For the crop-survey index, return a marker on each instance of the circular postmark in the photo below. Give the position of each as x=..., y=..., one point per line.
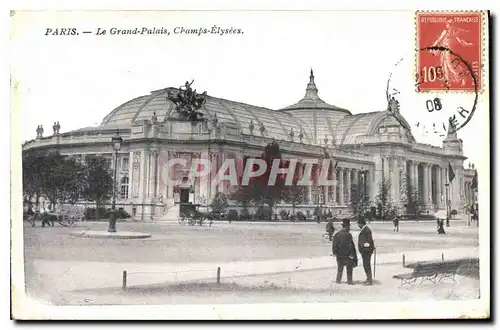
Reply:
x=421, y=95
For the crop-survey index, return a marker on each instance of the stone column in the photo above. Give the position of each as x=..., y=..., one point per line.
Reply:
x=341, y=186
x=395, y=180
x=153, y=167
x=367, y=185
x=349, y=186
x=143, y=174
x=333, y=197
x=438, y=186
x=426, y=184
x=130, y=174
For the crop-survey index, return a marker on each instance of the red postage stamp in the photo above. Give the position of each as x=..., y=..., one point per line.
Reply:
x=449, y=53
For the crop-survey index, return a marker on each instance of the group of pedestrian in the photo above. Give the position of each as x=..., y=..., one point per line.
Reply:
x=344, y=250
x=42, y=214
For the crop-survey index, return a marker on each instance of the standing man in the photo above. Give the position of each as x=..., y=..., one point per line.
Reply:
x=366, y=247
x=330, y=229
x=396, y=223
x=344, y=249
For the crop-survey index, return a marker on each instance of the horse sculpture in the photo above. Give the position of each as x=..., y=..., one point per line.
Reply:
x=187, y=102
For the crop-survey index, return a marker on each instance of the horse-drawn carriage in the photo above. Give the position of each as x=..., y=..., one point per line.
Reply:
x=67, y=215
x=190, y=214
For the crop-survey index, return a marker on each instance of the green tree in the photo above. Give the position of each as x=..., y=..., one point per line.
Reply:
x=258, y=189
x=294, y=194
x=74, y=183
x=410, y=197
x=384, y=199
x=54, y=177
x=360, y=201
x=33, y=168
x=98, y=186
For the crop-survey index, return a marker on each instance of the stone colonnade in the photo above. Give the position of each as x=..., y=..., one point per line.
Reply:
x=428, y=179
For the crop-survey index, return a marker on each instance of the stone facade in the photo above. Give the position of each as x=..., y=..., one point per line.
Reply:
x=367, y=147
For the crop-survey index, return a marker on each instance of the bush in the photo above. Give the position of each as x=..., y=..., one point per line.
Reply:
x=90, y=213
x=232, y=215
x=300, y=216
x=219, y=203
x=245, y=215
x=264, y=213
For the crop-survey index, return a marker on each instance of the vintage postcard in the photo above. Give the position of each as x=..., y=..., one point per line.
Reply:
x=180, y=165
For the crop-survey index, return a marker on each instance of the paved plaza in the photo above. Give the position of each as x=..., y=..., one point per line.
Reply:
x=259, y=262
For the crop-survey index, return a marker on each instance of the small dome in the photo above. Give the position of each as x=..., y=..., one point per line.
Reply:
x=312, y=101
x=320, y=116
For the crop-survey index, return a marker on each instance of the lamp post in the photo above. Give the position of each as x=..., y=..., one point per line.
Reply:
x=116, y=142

━━━━━━

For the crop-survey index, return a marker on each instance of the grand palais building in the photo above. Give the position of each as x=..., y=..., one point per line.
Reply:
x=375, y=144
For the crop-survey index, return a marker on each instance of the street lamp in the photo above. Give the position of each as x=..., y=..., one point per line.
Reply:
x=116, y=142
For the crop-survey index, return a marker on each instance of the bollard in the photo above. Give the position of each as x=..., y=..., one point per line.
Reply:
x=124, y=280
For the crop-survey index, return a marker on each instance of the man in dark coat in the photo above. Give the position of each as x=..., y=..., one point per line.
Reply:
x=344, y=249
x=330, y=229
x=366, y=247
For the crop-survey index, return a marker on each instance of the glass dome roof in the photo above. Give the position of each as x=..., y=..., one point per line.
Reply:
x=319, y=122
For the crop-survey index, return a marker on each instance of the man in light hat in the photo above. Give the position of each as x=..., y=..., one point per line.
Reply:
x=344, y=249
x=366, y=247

━━━━━━

Copy the stretch of data from the line that contains "of the bush" through the line that contains "x=264, y=213", replacing "bush" with "shrub" and leaving everything else unchanged.

For the crop-survey index, return a marker on each instance of the shrub in the photo above. Give the position of each as x=..., y=..., one point per line.
Reply:
x=90, y=213
x=232, y=215
x=300, y=216
x=219, y=203
x=245, y=215
x=264, y=213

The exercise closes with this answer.